**DOCUMENT PASSAGE**
President Ronald Regan signs the 1985 Farm Bill, which includes the “swampbuster law” at the center of CTM Holdings’ case in 2025. — USDA

On Thursday, a federal judge in Cedar Rapids rejected an attempt by the owner of a farm in Delaware County to overturn a 40-year-old law protecting wetlands. Judge C.J. Williams, the chief judge for the U.S. District Court for the Northern District of Iowa, issued a summary judgment in the case after determining the company that owns the property, CTM Holdings, LLC, lacked standing to sue the U.S. Department of Agriculture over its designation of nine acres of a 72-acre farm property as wetlands. 

Those nine acres had been designated as wetlands by the USDA’s Natural Resources Conservation Service in 2010. CTM Holdings, which owns more than 1,000 acres of Iowa farmland that it rents to other farming operations, bought the Delaware County property 12 years later. CTM Holdings wants to convert the designated wetlands to part of a farm field, but did not want to face the consequences doing that would result in under the Wetland Conservation Compliance Provisions of the farm bill President Ronald Reagan signed into law in 1985.

**DATASET CONTENT**

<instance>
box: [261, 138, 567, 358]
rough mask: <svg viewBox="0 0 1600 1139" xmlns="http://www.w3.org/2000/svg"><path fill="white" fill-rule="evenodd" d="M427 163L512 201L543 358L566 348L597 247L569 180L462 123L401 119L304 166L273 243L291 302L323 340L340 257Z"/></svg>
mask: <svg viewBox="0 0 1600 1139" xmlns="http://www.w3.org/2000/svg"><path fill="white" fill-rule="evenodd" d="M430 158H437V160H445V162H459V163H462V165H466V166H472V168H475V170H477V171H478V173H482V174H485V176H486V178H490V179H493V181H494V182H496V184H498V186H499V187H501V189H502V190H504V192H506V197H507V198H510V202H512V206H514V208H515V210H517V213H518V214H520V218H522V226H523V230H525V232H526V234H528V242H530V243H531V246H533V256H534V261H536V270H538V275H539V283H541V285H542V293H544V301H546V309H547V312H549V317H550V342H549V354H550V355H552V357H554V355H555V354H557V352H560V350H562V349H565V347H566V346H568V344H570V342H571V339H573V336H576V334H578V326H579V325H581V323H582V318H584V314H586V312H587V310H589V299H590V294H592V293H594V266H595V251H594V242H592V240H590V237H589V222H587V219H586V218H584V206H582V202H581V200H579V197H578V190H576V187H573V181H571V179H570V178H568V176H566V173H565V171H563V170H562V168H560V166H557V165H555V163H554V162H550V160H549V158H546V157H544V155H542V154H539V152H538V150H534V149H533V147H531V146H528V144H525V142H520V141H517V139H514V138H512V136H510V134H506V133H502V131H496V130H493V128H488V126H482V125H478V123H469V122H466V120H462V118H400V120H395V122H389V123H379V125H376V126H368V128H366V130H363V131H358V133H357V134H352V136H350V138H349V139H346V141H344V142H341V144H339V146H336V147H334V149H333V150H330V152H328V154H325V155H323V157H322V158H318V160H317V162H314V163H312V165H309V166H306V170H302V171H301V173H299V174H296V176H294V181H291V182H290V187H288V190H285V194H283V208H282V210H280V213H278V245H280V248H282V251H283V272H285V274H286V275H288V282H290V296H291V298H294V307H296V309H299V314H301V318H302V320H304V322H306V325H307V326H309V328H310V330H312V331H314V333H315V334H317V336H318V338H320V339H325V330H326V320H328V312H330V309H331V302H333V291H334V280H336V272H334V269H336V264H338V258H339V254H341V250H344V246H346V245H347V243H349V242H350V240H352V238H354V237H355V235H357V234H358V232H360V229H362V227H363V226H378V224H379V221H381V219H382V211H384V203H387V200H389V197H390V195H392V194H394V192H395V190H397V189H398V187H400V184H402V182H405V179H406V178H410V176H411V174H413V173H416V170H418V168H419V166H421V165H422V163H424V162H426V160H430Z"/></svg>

**EXERCISES TO COMPLETE**
1. In the swampbuster case article, start at the words that have "President Ronald Regan" and stop after "property as wetlands.". Write that part out again, substituting "marshland" for "wetlands".
2. According to the swampbuster case article, on what basis did the judge issue a summary judgment against the farm's owner?

**EXERCISE RESULTS**
1.
President Ronald Regan signs the 1985 Farm Bill, which includes the “swampbuster law” at the center of CTM Holdings’ case in 2025. — USDA

On Thursday, a federal judge in Cedar Rapids rejected an attempt by the owner of a farm in Delaware County to overturn a 40-year-old law protecting marshland. Judge C.J. Williams, the chief judge for the U.S. District Court for the Northern District of Iowa, issued a summary judgment in the case after determining the company that owns the property, CTM Holdings, LLC, lacked standing to sue the U.S. Department of Agriculture over its designation of nine acres of a 72-acre farm property as marshland.

2. Judge C.J. Williams issued the summary judgment after determining that CTM Holdings, LLC lacked standing to sue the U.S. Department of Agriculture. The suit concerned the department's designation of nine acres of the 72-acre farm property as wetlands.